>>>

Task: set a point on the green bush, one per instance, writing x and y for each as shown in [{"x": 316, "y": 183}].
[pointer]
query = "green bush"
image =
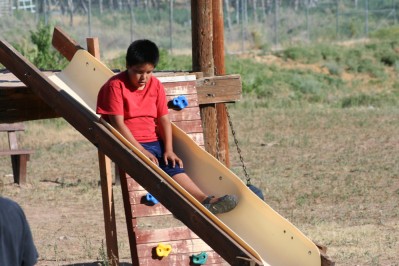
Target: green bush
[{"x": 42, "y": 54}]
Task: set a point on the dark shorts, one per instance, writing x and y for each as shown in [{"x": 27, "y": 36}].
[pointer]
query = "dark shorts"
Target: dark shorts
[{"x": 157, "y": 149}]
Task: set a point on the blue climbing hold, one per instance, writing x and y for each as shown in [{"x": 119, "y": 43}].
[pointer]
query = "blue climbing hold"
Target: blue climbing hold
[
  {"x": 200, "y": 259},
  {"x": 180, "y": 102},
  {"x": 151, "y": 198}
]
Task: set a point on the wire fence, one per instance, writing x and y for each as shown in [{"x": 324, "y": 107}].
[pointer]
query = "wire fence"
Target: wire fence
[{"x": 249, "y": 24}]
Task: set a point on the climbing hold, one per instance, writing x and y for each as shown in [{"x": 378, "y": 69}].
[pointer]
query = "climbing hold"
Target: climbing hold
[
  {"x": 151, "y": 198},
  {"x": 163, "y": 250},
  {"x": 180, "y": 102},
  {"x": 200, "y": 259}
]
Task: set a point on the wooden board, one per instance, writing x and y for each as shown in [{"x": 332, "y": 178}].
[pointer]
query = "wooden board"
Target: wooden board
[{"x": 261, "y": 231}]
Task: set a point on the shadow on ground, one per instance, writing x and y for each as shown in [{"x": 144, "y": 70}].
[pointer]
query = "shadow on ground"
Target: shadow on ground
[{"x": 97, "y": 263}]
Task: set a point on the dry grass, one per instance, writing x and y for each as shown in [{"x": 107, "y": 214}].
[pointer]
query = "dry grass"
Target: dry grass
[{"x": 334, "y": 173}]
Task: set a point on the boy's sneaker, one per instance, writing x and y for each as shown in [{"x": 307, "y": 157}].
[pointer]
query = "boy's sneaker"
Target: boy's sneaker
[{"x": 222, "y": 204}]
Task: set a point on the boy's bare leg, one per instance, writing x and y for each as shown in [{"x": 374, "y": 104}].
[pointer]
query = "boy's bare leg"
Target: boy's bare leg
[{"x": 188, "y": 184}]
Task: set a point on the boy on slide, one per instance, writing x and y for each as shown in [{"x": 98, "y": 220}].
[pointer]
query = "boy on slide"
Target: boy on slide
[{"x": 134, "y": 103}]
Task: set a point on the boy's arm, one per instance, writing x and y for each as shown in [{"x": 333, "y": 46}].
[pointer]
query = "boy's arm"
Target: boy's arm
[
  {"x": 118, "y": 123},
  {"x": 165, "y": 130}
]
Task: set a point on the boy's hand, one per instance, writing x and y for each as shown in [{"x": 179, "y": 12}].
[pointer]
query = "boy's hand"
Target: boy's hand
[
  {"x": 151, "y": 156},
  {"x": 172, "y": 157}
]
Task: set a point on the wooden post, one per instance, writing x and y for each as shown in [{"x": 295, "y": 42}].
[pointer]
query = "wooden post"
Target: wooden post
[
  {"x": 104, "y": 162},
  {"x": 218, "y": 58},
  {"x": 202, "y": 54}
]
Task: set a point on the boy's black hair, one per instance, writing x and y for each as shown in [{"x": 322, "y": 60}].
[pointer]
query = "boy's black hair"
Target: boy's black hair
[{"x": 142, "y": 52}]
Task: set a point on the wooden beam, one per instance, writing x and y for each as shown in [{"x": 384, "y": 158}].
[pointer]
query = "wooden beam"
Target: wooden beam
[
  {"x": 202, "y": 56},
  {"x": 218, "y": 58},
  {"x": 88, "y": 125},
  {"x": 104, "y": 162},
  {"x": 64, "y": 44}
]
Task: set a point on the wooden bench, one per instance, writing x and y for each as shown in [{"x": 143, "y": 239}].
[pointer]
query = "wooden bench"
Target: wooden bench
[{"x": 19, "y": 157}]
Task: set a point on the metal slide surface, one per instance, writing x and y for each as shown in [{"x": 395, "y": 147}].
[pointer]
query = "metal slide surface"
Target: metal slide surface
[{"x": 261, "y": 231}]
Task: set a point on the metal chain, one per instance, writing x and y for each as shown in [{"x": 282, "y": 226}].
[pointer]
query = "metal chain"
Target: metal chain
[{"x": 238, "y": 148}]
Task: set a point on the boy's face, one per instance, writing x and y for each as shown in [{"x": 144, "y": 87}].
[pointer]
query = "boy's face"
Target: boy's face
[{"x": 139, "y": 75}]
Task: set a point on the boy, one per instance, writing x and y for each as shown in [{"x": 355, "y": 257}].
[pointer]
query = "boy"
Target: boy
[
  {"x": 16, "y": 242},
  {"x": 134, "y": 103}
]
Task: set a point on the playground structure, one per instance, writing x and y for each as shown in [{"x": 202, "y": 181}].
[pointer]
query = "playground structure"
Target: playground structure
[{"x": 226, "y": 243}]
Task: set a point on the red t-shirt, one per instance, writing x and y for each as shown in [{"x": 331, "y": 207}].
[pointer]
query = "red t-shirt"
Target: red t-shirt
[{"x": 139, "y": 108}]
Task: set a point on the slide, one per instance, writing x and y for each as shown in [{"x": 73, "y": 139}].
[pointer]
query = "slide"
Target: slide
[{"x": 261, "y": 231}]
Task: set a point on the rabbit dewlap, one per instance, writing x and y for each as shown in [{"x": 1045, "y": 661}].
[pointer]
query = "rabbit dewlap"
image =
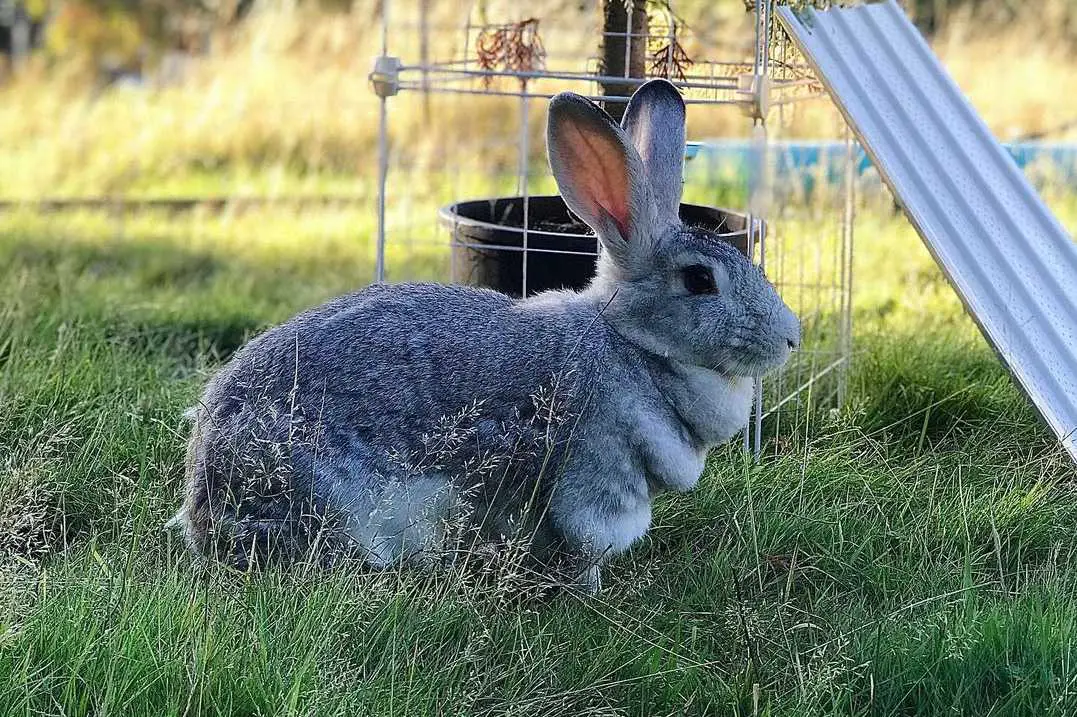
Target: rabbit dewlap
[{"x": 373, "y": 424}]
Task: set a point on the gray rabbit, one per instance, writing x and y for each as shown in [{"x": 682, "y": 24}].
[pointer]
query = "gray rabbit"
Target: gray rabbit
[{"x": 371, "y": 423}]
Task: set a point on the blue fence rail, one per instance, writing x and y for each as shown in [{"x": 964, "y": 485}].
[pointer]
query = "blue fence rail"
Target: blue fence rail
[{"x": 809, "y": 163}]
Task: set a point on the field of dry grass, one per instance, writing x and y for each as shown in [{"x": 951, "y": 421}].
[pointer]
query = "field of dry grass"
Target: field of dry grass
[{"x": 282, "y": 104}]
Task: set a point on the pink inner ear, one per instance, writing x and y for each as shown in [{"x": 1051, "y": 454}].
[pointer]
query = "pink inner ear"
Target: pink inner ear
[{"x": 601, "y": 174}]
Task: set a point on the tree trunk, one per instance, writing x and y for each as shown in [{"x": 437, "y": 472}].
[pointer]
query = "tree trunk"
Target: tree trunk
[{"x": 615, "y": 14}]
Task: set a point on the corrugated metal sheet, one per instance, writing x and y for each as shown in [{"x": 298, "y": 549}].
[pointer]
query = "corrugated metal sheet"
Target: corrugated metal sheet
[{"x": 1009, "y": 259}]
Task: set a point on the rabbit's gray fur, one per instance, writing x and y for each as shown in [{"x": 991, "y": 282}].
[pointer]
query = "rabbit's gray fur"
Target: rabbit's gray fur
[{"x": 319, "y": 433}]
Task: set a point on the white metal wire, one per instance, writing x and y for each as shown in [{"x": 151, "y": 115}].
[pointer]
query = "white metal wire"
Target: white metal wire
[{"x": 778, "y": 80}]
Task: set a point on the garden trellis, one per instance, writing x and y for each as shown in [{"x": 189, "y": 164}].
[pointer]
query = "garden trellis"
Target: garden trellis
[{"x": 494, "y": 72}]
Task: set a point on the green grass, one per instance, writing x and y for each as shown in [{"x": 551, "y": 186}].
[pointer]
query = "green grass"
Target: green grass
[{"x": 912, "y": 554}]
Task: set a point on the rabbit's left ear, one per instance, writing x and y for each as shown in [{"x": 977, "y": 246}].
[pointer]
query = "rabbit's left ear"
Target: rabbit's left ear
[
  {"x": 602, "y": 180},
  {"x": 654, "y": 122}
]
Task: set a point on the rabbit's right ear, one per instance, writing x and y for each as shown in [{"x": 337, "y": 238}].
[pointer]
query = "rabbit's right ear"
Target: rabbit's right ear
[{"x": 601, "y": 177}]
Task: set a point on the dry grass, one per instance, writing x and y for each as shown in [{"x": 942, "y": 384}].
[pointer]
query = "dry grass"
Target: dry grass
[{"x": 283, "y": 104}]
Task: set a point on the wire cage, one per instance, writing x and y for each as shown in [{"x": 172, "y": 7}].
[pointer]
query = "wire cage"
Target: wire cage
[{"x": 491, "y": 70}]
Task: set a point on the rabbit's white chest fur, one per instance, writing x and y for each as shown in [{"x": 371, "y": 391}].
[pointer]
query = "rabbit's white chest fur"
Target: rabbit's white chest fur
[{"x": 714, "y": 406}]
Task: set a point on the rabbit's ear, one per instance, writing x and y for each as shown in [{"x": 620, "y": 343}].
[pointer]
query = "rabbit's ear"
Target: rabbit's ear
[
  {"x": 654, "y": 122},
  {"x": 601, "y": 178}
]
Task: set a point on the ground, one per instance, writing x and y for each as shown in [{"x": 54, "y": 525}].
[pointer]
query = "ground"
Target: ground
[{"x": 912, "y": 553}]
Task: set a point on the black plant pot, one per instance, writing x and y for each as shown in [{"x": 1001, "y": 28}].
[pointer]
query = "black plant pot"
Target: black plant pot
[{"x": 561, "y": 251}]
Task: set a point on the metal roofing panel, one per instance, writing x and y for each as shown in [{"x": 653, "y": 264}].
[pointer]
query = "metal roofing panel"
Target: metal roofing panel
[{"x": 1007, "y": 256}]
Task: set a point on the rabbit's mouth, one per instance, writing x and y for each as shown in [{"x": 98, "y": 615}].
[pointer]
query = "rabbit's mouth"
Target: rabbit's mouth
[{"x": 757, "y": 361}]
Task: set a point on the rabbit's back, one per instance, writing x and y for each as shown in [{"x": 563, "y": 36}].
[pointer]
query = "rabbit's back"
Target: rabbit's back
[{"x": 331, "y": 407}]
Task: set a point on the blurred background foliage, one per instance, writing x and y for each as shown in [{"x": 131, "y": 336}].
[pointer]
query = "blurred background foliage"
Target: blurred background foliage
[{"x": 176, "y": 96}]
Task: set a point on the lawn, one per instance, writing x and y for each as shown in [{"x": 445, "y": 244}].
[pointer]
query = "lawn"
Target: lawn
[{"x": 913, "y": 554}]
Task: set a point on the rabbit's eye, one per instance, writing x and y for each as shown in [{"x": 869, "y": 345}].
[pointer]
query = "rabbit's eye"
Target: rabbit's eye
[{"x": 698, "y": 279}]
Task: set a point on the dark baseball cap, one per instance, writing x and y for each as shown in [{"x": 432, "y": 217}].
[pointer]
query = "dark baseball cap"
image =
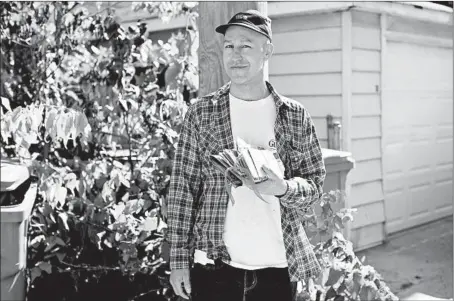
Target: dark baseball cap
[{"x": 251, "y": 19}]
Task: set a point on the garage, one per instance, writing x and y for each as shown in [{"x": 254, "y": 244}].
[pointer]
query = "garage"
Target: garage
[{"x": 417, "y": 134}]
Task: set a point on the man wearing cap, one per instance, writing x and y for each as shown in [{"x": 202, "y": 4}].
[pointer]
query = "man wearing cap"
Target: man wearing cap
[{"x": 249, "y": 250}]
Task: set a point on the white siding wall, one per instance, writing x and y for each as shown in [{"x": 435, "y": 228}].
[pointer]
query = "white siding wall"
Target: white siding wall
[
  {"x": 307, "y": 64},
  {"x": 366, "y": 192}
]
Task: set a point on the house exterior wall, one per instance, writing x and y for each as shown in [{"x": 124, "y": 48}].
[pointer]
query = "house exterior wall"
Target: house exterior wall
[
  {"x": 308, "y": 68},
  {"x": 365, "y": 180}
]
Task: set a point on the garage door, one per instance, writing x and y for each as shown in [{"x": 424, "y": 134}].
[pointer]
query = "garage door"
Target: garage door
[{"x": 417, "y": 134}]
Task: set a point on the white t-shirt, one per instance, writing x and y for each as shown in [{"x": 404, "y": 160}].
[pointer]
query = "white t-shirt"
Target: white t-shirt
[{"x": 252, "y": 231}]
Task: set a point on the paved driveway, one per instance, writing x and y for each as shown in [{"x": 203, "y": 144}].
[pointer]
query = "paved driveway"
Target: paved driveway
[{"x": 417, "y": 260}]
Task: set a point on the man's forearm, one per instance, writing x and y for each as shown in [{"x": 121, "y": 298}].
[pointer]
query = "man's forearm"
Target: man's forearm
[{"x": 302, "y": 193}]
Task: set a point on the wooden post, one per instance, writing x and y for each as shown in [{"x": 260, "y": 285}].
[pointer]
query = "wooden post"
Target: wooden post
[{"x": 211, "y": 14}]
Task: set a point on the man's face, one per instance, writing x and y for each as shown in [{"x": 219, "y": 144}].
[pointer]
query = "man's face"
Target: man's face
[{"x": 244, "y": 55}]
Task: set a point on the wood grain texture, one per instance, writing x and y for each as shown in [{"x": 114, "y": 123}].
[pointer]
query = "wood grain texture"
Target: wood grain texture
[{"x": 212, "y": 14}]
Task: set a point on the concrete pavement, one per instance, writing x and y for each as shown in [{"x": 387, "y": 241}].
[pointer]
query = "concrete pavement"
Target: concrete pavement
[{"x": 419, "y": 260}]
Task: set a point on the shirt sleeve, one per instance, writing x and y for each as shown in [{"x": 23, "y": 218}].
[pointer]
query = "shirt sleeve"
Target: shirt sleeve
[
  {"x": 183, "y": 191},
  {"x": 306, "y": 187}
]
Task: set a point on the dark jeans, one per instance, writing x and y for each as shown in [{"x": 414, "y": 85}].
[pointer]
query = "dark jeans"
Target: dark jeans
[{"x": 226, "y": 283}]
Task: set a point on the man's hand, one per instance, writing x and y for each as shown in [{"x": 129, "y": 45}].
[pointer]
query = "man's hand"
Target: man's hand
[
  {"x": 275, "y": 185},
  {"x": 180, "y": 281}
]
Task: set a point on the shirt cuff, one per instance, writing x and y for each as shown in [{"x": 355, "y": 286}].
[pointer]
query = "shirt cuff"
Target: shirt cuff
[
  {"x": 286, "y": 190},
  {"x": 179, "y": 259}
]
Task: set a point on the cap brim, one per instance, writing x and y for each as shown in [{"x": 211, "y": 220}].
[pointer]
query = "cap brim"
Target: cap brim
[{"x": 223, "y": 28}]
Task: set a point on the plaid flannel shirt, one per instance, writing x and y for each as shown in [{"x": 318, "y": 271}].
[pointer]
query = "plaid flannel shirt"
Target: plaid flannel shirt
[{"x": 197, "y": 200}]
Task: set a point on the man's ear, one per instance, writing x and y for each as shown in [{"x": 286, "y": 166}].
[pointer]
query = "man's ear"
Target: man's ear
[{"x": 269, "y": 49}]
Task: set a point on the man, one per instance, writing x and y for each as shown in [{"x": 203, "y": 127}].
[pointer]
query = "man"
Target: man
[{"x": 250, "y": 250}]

<<<

=== YOUR INSTRUCTIONS ===
Give the lines exactly as they stand, from the line with "Task: set a point on the man's face, one" through the end of the material.

=== COMPLETED EXERCISE ===
Task: set a point on the man's face, one per instance, writing x and y for each as shown in [{"x": 219, "y": 144}].
[pointer]
query = "man's face"
Target: man's face
[{"x": 244, "y": 55}]
Task: set a point on the wood grain texture, one per instance, writing x and y for each as shown in [{"x": 114, "y": 123}].
[pointer]
query = "wood grain texture"
Target: wood grain texture
[{"x": 212, "y": 14}]
Task: set a point on the concrete pavement, one per instance, writing x and y for each as shown in [{"x": 387, "y": 241}].
[pointer]
query = "concrete pavement"
Target: concrete pavement
[{"x": 419, "y": 260}]
Task: set a point on the shirt sleeve, one per instance, writing x and y for each as shown in [{"x": 23, "y": 218}].
[pointer]
query = "shirt sleeve"
Target: shirt sleeve
[
  {"x": 183, "y": 191},
  {"x": 306, "y": 187}
]
Task: set a point on the dark jeans, one per instance, writing x and y for each as shown in [{"x": 414, "y": 85}].
[pointer]
query = "dark jeans"
Target: dark jeans
[{"x": 226, "y": 283}]
Task: set a point on the man's hand, one per instance, writing x and y for each as shown in [{"x": 129, "y": 45}].
[pointer]
query = "man's hand"
Target: man's hand
[
  {"x": 275, "y": 185},
  {"x": 180, "y": 281}
]
Task: set a point on the shirt cuff, one per instance, writing x and y for each as shown in [{"x": 355, "y": 286}].
[pointer]
query = "shirt cuff"
Target: shirt cuff
[
  {"x": 286, "y": 190},
  {"x": 179, "y": 259}
]
Task: set a point on the cap brim, one per instance, writing x and y for each as shown in [{"x": 211, "y": 220}].
[pointer]
query = "cap brim"
Target: cap brim
[{"x": 223, "y": 28}]
Task: set a point on the plaid flannel shirt, one per instance, writing x and y for each as shown in [{"x": 318, "y": 271}].
[pointer]
query = "plaid flannel shirt"
Target: plaid flannel shirt
[{"x": 197, "y": 200}]
Task: set a point on the man's ear, one per instance, writing x and y for each as shown in [{"x": 286, "y": 166}].
[pointer]
query = "man's ear"
Target: man's ear
[{"x": 269, "y": 49}]
Task: set a point on the man, one per instance, writing x and y for each as shown in [{"x": 203, "y": 127}].
[pointer]
query = "man"
Target: man
[{"x": 250, "y": 250}]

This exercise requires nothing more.